Entries from an annotation dataset
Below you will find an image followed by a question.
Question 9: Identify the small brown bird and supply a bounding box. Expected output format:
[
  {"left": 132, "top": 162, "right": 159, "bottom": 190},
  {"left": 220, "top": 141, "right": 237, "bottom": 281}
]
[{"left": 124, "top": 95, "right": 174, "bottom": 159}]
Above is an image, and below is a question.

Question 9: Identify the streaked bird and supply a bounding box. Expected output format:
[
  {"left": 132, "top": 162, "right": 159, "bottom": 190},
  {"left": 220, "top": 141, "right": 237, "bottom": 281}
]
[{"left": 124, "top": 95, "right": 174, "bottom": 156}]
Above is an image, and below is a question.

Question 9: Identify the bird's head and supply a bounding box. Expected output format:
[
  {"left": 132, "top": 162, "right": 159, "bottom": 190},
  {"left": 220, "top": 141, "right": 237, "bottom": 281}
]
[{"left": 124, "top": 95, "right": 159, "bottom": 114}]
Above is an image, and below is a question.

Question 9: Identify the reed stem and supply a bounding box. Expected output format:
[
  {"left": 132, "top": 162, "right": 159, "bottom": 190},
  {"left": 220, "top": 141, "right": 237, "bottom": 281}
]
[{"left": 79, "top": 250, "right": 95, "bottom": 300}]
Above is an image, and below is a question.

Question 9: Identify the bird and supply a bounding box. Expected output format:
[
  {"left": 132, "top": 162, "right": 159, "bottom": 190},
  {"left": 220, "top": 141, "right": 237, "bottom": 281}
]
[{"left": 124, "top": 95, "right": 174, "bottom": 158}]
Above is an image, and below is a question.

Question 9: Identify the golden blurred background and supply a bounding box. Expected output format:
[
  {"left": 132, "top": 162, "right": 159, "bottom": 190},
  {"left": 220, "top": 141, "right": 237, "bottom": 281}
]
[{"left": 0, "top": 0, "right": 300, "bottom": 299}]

EXERCISE DETAILS: Collect every line of the entries above that contains the string "Expected". Case counts.

WRITTEN SOLUTION:
Question 9: Identify the small brown bird and supply a bounding box. Expected output format:
Question 9: Identify the streaked bird and supply a bounding box. Expected output format:
Question 9: Identify the bird's head and supply a bounding box. Expected output format:
Question 9: Identify the reed stem and supply a bounding box. Expected output format:
Question 9: Identify the bird and supply a bounding box. Expected output format:
Question 9: Identify the golden blurred background and supply a bounding box. Expected output format:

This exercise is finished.